■ **Task to carry out**
Pick out every line in the records below that contains the word "logo", and copy each one out in full.
◇ ◇ ◇
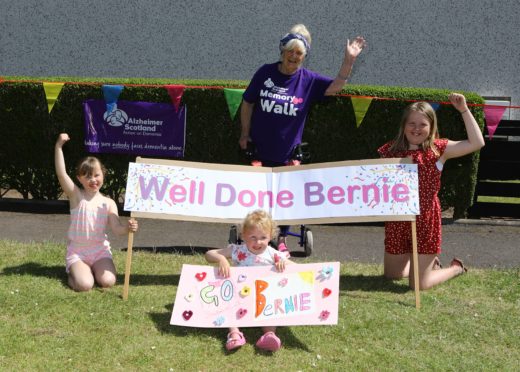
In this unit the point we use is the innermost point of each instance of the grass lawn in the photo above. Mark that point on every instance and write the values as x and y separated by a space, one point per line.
470 323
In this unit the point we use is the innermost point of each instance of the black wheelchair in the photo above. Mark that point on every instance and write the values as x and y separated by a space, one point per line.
304 235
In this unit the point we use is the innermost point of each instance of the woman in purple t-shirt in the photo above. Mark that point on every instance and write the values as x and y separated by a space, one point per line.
279 96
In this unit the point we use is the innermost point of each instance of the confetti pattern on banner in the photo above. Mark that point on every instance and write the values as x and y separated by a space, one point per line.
331 192
158 180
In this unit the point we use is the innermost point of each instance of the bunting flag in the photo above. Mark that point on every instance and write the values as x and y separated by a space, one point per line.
52 91
175 92
493 115
360 105
111 94
435 105
233 99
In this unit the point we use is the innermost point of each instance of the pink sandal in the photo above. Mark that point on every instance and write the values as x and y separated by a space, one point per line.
269 341
235 343
458 262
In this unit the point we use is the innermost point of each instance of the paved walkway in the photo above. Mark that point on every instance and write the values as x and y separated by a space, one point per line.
488 244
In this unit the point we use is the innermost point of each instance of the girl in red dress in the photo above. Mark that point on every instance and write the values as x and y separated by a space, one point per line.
418 139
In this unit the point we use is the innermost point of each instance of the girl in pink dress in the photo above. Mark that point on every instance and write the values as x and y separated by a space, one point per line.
89 258
418 139
257 230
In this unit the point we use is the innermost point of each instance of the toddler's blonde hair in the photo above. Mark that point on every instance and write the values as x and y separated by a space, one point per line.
259 219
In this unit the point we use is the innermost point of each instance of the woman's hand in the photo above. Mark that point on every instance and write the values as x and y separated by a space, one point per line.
62 138
354 48
458 101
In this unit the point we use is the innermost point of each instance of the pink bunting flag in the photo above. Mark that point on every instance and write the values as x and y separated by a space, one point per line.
493 115
175 92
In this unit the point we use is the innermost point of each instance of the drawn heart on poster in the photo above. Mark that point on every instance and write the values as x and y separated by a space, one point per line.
187 314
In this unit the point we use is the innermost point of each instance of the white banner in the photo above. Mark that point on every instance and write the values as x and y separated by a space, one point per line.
337 191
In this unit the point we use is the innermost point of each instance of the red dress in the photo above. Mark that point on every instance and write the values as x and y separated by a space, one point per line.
398 235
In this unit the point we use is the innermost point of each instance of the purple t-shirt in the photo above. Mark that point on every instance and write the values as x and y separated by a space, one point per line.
281 106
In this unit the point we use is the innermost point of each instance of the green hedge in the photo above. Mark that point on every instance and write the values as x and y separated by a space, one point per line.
29 132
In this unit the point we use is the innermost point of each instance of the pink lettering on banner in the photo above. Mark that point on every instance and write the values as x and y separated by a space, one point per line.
314 193
284 199
181 194
146 189
400 192
226 195
335 195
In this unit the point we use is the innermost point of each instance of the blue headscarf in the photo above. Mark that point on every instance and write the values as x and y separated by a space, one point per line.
290 37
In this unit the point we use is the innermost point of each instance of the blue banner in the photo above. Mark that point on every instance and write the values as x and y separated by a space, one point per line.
141 128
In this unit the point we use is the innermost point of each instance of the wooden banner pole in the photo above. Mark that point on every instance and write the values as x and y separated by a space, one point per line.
128 264
415 266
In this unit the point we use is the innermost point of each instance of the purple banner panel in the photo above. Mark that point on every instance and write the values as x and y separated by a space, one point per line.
141 128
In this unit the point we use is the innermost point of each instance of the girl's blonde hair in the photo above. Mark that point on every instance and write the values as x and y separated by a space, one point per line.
86 166
298 29
401 143
259 219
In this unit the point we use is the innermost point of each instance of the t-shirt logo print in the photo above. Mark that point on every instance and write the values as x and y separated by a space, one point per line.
269 83
115 118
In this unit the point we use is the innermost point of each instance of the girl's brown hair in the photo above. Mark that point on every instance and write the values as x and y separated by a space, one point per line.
401 143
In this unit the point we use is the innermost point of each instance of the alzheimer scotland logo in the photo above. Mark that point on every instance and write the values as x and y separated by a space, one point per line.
115 117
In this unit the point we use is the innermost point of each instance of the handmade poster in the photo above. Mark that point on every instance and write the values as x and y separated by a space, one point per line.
128 127
304 294
316 193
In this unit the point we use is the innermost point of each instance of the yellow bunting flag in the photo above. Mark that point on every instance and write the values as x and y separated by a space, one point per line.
52 91
360 105
233 98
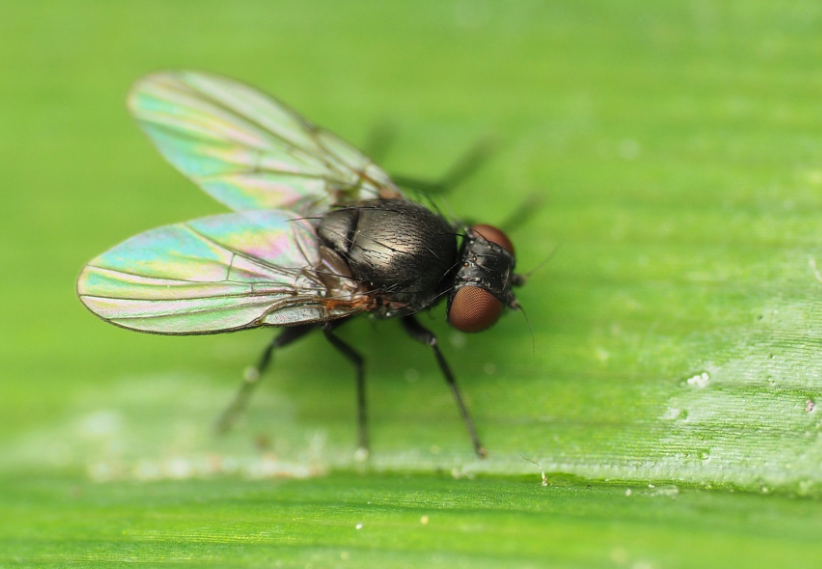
◇ ◇ ◇
■ **Response**
In this unit the point we use is the innermost point of each instance of the t-shirt logo print in the photo above. Mark that point on every instance and write the values as x and y separated by a space, one point per line.
In this unit the point we use is the innermost point of each instance of the alzheimer scotland logo in the photo above. Mark that point on every instance and write the values as x and y separated by a space, one point per line.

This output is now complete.